__Set problem__: Rename "dried brown leaf" to "withered brown leaf" in the data between the lines holding "Q: For each instance of the man's dark" and "x=94, y=398", inclusive. Then reproduce only those lines, with everything else left as it is.
********************
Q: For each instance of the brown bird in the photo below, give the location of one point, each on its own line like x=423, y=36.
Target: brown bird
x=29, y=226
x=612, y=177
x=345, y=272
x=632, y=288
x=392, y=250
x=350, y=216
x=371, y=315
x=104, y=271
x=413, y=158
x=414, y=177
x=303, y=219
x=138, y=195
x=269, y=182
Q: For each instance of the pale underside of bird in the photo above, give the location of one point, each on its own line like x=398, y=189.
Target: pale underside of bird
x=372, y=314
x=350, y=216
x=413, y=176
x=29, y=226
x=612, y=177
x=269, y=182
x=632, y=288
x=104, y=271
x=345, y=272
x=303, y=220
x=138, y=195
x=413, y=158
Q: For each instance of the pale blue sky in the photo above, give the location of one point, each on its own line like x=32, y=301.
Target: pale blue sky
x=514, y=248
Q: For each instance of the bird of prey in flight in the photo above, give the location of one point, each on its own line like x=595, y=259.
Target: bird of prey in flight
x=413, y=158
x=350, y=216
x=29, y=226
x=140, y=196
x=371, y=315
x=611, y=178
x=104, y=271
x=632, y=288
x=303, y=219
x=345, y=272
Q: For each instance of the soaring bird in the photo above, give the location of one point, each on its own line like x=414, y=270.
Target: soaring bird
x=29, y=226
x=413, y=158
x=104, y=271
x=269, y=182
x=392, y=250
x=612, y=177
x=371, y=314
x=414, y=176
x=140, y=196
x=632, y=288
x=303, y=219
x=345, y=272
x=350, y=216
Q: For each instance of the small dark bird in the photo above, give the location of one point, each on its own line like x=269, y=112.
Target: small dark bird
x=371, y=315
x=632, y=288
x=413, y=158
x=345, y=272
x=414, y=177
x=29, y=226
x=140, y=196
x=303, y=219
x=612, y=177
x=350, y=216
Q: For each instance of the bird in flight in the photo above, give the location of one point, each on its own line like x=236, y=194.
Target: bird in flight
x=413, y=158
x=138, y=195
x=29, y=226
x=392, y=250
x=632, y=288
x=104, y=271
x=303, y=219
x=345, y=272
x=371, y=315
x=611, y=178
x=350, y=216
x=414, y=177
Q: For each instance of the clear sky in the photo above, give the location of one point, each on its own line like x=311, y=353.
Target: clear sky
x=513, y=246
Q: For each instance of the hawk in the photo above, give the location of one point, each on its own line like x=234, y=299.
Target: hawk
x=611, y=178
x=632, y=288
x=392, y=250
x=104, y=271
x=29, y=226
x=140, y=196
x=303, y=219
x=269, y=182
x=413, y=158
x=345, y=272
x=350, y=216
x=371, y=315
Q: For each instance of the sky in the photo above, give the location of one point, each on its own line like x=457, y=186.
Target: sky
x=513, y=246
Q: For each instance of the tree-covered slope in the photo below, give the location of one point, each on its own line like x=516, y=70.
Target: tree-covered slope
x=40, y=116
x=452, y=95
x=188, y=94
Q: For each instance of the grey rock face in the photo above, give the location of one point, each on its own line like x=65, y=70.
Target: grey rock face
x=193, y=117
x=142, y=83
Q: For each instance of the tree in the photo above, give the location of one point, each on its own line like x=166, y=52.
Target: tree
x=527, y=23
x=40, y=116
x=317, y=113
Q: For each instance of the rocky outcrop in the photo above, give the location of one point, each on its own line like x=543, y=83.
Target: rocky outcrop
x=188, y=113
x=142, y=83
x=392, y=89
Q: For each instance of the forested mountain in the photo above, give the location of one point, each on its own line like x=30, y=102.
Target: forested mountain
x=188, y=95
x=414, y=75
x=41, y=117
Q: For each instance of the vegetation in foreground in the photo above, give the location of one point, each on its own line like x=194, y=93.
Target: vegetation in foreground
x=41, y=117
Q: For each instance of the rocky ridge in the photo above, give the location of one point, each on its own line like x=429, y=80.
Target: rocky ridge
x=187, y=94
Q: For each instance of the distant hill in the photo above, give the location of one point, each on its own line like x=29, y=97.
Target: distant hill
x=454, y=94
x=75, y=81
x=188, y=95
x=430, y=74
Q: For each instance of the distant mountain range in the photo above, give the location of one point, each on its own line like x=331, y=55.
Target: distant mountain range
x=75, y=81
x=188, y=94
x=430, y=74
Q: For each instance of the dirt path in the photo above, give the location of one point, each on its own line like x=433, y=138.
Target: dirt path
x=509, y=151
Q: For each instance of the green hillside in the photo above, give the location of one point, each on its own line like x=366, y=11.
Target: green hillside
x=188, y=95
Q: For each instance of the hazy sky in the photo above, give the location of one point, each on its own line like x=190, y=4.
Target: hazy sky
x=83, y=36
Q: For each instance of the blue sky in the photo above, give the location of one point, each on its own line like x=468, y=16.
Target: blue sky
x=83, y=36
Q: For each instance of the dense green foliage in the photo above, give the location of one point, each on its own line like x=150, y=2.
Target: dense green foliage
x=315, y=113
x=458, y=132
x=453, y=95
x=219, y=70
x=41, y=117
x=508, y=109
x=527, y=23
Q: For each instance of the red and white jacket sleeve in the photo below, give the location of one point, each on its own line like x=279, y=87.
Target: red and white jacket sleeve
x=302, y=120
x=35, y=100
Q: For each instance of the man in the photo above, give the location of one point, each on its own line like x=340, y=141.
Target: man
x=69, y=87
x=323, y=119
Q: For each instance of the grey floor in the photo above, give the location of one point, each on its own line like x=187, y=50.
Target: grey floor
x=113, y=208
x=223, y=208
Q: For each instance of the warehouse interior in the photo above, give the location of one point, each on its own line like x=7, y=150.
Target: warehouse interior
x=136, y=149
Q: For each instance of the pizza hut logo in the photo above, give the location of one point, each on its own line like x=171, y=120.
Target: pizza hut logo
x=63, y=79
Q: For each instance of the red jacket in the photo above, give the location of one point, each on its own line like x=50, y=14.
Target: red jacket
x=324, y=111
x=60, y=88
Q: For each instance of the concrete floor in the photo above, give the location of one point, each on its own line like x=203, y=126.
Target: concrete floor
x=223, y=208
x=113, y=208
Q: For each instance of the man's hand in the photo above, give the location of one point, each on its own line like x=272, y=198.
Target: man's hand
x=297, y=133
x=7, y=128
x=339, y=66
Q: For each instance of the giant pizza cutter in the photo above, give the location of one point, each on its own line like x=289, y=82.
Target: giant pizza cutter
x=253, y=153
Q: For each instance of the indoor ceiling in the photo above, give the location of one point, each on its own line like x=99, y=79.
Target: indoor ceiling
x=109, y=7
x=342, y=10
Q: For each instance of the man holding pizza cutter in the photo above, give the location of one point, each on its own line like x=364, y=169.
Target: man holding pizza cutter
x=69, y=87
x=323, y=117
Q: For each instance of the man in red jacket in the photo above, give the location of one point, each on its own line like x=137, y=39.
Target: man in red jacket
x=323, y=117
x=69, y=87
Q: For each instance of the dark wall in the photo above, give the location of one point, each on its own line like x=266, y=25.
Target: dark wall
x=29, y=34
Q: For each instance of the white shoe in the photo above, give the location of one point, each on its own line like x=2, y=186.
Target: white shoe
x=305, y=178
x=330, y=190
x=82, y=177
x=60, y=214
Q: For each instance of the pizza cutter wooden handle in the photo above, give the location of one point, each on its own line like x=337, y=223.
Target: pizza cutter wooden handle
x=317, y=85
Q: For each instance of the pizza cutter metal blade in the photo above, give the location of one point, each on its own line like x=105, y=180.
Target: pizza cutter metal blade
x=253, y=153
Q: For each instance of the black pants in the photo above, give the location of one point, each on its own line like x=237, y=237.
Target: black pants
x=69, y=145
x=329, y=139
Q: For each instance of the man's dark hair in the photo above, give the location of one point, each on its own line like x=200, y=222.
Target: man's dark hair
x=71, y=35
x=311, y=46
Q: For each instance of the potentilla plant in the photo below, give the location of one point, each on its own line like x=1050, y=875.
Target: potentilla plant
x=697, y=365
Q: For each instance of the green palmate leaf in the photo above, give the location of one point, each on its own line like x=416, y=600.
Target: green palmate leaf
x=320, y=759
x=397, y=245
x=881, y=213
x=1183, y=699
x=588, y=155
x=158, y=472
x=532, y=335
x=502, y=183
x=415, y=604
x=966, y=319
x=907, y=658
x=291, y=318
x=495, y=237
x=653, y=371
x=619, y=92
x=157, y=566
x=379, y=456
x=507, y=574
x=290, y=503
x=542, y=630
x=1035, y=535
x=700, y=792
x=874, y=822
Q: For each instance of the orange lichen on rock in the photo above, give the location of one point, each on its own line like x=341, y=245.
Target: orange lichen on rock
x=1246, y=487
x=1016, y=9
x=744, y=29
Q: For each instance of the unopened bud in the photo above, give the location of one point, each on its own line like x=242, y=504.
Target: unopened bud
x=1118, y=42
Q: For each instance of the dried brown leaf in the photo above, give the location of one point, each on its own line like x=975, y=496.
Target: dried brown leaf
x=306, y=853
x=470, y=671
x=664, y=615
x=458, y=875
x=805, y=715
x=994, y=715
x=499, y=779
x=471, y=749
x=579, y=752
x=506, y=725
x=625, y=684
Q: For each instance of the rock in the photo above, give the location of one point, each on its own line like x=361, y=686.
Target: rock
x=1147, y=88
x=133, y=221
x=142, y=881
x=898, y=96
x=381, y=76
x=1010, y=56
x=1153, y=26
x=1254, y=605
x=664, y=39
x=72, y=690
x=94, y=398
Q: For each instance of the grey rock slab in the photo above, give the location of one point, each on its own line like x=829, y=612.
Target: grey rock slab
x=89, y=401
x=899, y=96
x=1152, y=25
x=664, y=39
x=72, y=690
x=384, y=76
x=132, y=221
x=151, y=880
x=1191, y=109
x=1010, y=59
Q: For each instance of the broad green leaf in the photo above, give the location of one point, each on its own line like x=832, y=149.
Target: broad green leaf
********************
__Answer for the task__:
Q: For each instance of the man's dark hair in the photo above, give the location of one point, each on its own line like x=200, y=222.
Target: man's dark hair
x=71, y=35
x=311, y=46
Q: For each instance of the potentilla plant in the photo below, give the location of one point, each on its own line like x=1050, y=875.
Target: potentilla plant
x=697, y=365
Q: For each instance of the green palmate leaf in the photo above, give the location of one point, each on its own line like x=416, y=600.
Target: green palmate leaf
x=320, y=759
x=397, y=245
x=881, y=213
x=1183, y=699
x=588, y=155
x=158, y=472
x=532, y=335
x=502, y=183
x=415, y=604
x=966, y=319
x=907, y=658
x=291, y=318
x=495, y=237
x=653, y=371
x=619, y=92
x=157, y=566
x=379, y=456
x=507, y=574
x=290, y=503
x=542, y=630
x=1035, y=535
x=700, y=792
x=874, y=822
Q: For each instance of the orange lichen on rock in the photo above, give the location of one point, each on its own line like x=341, y=245.
Target: orange lichen on rock
x=1246, y=487
x=1016, y=9
x=744, y=29
Q: For each instance of the unopened bud in the photo above, give the location of one point, each on its own line like x=242, y=504.
Target: unopened bud
x=1118, y=42
Q: For each instance of the withered brown leaf in the photo above, give the location of one point, each on its own line like x=975, y=496.
Target: withered brown leaf
x=306, y=853
x=470, y=671
x=664, y=615
x=458, y=875
x=805, y=715
x=994, y=715
x=499, y=779
x=471, y=749
x=579, y=752
x=506, y=725
x=625, y=684
Q: For each instance of the rock in the photo above, give the location of one point, each on its own line like x=361, y=686.
Target: rock
x=1147, y=88
x=133, y=221
x=142, y=881
x=898, y=96
x=381, y=76
x=1010, y=56
x=1153, y=26
x=1254, y=605
x=664, y=39
x=72, y=690
x=94, y=398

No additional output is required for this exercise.